■ **EXERCISE BRIEF**
Repeat the material below exactly, line for line.

— begin SUPPLIED RECORDS —

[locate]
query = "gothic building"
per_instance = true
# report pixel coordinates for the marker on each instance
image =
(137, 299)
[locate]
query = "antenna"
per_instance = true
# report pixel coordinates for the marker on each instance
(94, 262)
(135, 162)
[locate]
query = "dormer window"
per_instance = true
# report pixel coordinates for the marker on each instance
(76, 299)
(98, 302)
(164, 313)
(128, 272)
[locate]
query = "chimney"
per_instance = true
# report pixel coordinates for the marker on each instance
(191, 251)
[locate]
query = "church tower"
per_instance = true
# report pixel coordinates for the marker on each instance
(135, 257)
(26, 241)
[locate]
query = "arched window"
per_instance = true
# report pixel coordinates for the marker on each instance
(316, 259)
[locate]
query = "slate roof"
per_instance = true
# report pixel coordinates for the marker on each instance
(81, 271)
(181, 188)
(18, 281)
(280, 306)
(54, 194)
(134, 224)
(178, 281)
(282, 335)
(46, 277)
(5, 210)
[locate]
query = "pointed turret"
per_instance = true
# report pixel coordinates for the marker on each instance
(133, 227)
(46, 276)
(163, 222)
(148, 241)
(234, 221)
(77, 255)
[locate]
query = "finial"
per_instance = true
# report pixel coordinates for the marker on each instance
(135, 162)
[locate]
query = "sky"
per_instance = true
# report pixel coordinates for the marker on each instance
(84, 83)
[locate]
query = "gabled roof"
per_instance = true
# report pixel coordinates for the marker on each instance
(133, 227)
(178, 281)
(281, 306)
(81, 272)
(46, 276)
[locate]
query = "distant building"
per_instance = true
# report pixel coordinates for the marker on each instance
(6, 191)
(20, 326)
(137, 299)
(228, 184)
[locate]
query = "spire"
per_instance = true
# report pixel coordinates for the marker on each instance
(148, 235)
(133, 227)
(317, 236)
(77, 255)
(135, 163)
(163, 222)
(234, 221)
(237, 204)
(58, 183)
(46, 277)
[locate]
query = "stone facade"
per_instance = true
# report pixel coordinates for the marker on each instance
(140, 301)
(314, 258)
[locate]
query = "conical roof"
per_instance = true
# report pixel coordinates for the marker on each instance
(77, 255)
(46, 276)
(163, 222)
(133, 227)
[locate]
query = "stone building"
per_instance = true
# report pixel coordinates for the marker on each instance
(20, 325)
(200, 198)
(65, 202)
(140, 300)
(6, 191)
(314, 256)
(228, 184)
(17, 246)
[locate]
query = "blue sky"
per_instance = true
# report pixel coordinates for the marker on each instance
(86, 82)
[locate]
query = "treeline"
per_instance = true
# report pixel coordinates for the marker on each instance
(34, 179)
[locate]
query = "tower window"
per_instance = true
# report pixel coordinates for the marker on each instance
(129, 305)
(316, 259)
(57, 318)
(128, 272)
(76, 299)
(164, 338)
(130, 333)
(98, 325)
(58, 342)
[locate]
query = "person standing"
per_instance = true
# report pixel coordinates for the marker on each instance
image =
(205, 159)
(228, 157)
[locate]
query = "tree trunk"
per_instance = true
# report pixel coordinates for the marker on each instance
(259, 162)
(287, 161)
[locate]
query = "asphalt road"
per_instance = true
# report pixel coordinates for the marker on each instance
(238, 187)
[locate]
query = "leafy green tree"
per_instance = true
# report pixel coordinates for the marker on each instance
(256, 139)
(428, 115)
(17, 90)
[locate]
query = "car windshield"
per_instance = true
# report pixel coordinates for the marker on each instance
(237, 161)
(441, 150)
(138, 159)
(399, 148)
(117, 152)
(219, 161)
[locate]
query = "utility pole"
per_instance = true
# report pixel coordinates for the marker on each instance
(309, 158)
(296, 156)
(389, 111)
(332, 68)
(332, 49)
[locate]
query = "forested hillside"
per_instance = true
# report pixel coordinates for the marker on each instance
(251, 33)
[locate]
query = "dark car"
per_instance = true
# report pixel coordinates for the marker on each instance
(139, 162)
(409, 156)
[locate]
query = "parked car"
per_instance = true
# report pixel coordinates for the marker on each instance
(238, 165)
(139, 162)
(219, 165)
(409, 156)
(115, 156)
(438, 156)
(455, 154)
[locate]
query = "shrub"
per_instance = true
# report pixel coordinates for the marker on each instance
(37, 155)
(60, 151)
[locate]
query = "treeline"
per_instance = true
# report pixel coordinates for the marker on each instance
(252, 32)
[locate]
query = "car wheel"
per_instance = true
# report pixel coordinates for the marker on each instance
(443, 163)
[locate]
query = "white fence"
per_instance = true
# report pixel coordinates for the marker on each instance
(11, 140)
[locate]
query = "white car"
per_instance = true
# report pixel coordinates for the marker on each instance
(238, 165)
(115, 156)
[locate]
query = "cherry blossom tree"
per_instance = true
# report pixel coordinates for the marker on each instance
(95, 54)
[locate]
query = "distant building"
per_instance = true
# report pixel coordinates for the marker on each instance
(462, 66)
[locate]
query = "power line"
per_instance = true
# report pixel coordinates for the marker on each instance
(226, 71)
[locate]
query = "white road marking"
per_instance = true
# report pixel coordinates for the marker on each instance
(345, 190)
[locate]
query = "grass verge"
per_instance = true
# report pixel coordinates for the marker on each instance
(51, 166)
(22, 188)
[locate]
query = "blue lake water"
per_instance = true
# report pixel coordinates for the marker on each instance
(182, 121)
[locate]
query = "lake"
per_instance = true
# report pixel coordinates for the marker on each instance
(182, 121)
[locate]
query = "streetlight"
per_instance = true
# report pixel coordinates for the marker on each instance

— end SUPPLIED RECORDS —

■ **CORRECT RESPONSE**
[locate]
query = "gothic building"
per_instance = true
# report pixel coordinates for the marker on each instance
image =
(137, 299)
[locate]
query = "antenna"
per_instance = true
# report pixel coordinates for the marker on each instance
(94, 262)
(135, 162)
[locate]
query = "dormer window"
per_instance = true
# report pixel coordinates for the marker on each instance
(76, 299)
(98, 302)
(164, 313)
(128, 272)
[locate]
query = "chimney"
per_instance = true
# report pixel coordinates for the marker on each instance
(191, 251)
[locate]
query = "church tower"
per_instance = true
# report pixel coordinates for the marker on each instance
(135, 257)
(26, 241)
[locate]
query = "arched window"
per_instance = true
# report pixel coordinates for the marker on each instance
(316, 259)
[locate]
query = "slate roof"
per_instance = true
# report pixel coordinates for the marker on each instance
(81, 271)
(181, 188)
(18, 281)
(280, 306)
(54, 194)
(134, 224)
(178, 281)
(282, 335)
(46, 277)
(5, 210)
[locate]
query = "pointed turret"
per_instance = true
# report pixel coordinates for the marker on each instance
(133, 227)
(46, 276)
(163, 222)
(148, 241)
(234, 221)
(77, 255)
[locate]
query = "finial"
per_instance = true
# report pixel coordinates for the marker on each instance
(135, 162)
[locate]
query = "sky"
per_instance = true
# report pixel coordinates for the marker on each instance
(84, 83)
[locate]
query = "gabled roof"
per_instance = true
# report pixel coordinates for the marker on each instance
(133, 227)
(178, 281)
(281, 306)
(81, 272)
(46, 276)
[locate]
query = "distant building"
per_instance = true
# report pixel coordinates for the marker on each instance
(6, 191)
(20, 326)
(137, 299)
(228, 184)
[locate]
query = "spire"
per_instance = true
# report pixel coordinates for the marker on each instance
(148, 235)
(133, 227)
(317, 236)
(77, 255)
(135, 163)
(163, 222)
(234, 221)
(237, 204)
(58, 183)
(46, 277)
[locate]
query = "stone facade"
per_instance = true
# report pixel coordinates for the marker on each instance
(140, 301)
(314, 258)
[locate]
query = "conical roof"
per_instance = true
# report pixel coordinates for the marker on each instance
(77, 255)
(46, 276)
(163, 222)
(133, 227)
[locate]
query = "stone building"
per_instance = true
# report pixel coordinates for the marker on each instance
(20, 325)
(200, 198)
(65, 202)
(140, 300)
(6, 191)
(314, 256)
(228, 184)
(17, 246)
[locate]
query = "blue sky"
per_instance = true
# report pixel coordinates for the marker on each instance
(86, 82)
[locate]
query = "treeline"
per_instance = true
# report pixel coordinates for the marker on each instance
(34, 179)
[locate]
query = "tower window"
per_instance = true
# report pixel coordinates for the marker on each instance
(129, 305)
(316, 259)
(57, 318)
(128, 272)
(76, 299)
(164, 338)
(130, 333)
(98, 325)
(58, 342)
[locate]
query = "person standing"
per_instance = true
# report pixel coordinates for the marker on each instance
image =
(205, 159)
(228, 157)
[locate]
query = "tree trunk"
per_instance = true
# report pixel coordinates for the marker on each instance
(259, 162)
(287, 161)
[locate]
query = "asphalt road"
per_instance = true
# report pixel coordinates for the marker on each instance
(238, 187)
[locate]
query = "leafy green tree"
per_instance = true
# report pixel coordinates for the marker on each instance
(256, 139)
(428, 115)
(17, 90)
[locate]
query = "car windshield"
per_instance = true
# report pixel coordinates for the marker on each instance
(237, 161)
(441, 150)
(138, 159)
(399, 148)
(117, 152)
(219, 161)
[locate]
query = "utility pole"
per_instance = true
# report pixel coordinates for the marker on each instance
(309, 158)
(296, 156)
(389, 111)
(332, 68)
(332, 49)
[locate]
query = "forested hillside"
per_instance = true
# report pixel coordinates for the marker on each instance
(251, 33)
[locate]
query = "dark car"
per_instance = true
# report pixel coordinates for the marker on each instance
(139, 162)
(409, 156)
[locate]
query = "parked car"
per_instance = true
# report pixel coordinates for the marker on each instance
(238, 165)
(139, 162)
(219, 165)
(409, 156)
(115, 156)
(438, 156)
(455, 154)
[locate]
query = "shrub"
per_instance = true
# report pixel coordinates for the marker on each instance
(37, 155)
(60, 151)
[locate]
query = "treeline"
per_instance = true
# report pixel coordinates for the marker on each instance
(252, 32)
[locate]
query = "car wheel"
per_instance = true
# report pixel coordinates for the marker on each instance
(443, 163)
[locate]
query = "white fence"
per_instance = true
# report pixel coordinates for the marker on each instance
(11, 140)
[locate]
query = "white car"
per_instance = true
# report pixel coordinates for the marker on each instance
(238, 165)
(115, 156)
[locate]
query = "cherry blossom tree"
per_instance = true
# report pixel coordinates for the marker on each instance
(95, 54)
[locate]
query = "distant building"
per_instance = true
# report pixel coordinates for the marker on each instance
(462, 66)
[locate]
query = "power line"
per_instance = true
# report pixel coordinates for the marker on each instance
(226, 71)
[locate]
query = "white road marking"
per_instance = true
# report pixel coordinates for the marker on each instance
(345, 190)
[locate]
query = "grass verge"
per_instance = true
# report pixel coordinates for the marker on each instance
(51, 166)
(22, 188)
[locate]
query = "blue lake water"
per_instance = true
# report pixel coordinates for the marker on each instance
(182, 121)
[locate]
query = "lake"
per_instance = true
# report pixel coordinates for the marker on each instance
(182, 121)
[locate]
query = "streetlight"
per_instance = true
# report pixel coordinates for the marker on each instance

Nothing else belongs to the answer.